Task statement >> Return the following material verbatim, line for line, and omit every picture from your reply.

Task inputs >>
■ ■ ■ ■
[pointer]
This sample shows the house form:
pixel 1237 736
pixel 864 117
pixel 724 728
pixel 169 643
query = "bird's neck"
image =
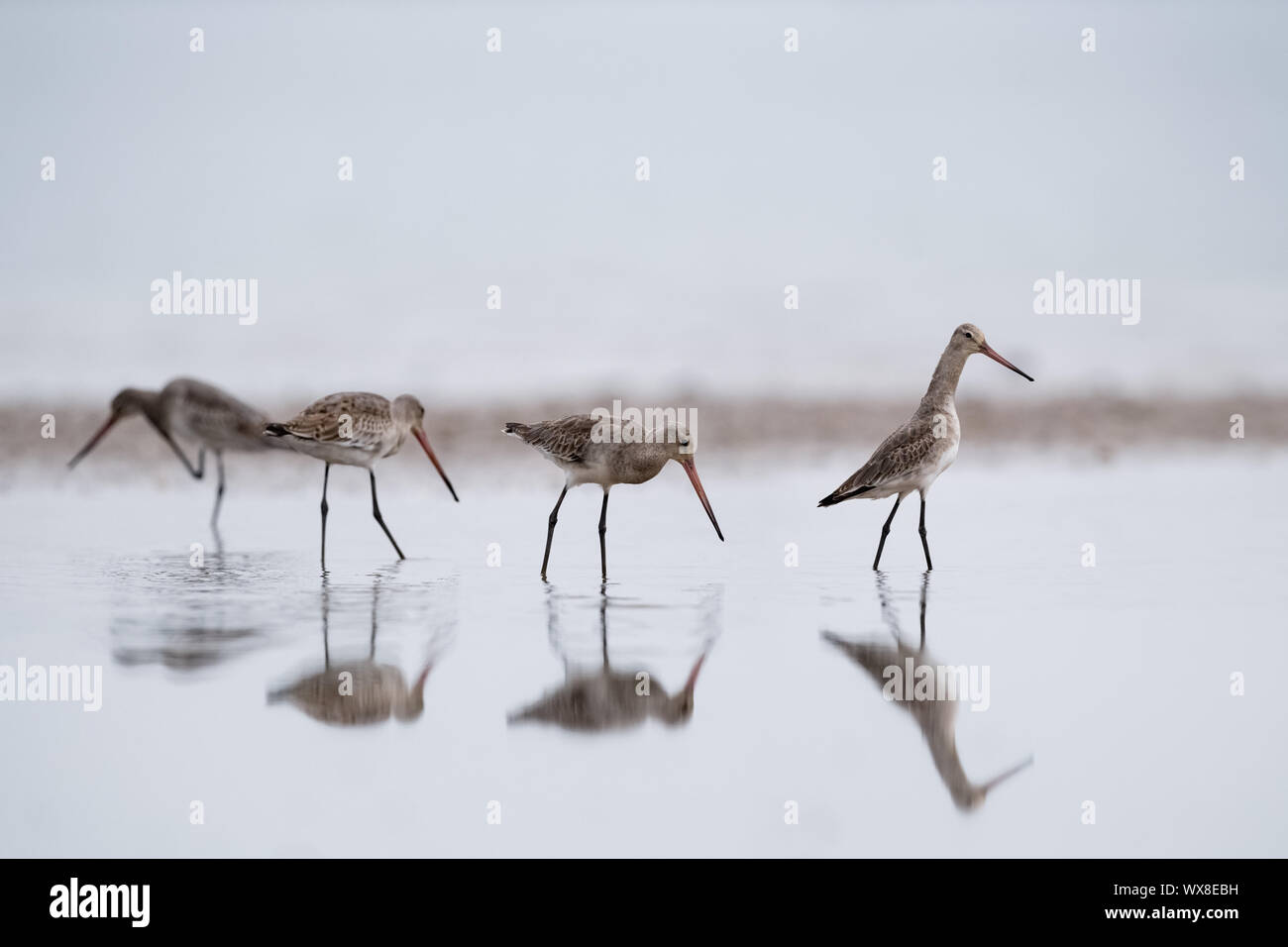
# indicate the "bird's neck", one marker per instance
pixel 150 403
pixel 943 382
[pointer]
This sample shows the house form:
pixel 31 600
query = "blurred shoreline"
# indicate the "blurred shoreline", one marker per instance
pixel 1099 425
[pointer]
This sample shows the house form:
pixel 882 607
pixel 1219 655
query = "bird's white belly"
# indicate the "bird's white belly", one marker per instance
pixel 941 464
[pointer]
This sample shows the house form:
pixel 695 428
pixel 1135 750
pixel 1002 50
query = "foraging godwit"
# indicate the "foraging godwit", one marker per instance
pixel 934 716
pixel 196 411
pixel 605 698
pixel 925 445
pixel 595 450
pixel 357 429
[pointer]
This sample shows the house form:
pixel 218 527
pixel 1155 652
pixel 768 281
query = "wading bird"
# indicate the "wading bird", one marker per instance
pixel 925 445
pixel 593 450
pixel 196 411
pixel 357 429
■ ■ ■ ■
Solution to this problem >>
[pointer]
This sample shows the house form:
pixel 1237 736
pixel 864 117
pixel 724 728
pixel 169 643
query = "bird's neck"
image =
# indicate the "bird's neck", one marker per instance
pixel 150 403
pixel 943 382
[pointer]
This sample shows the house form:
pixel 31 600
query = "blurred shoreline"
# indicate the "blurred shoreline", one marker per instance
pixel 1099 425
[pointer]
This sample shows the house form:
pixel 882 607
pixel 1219 655
query = "bird's white belly"
# indicate the "bird's white belly", one marker per instance
pixel 941 464
[pointer]
This sample shows the house form:
pixel 695 428
pixel 1135 750
pixel 1002 50
query = "foraging godwit"
# indicate the "foraging godwit", one marker per instance
pixel 934 716
pixel 196 411
pixel 605 698
pixel 925 445
pixel 595 450
pixel 357 429
[pointer]
This sample shows the house form:
pixel 218 527
pixel 1155 652
pixel 768 281
query = "wading bird"
# indicate the "wading bird", one marker per instance
pixel 925 445
pixel 593 450
pixel 196 411
pixel 357 429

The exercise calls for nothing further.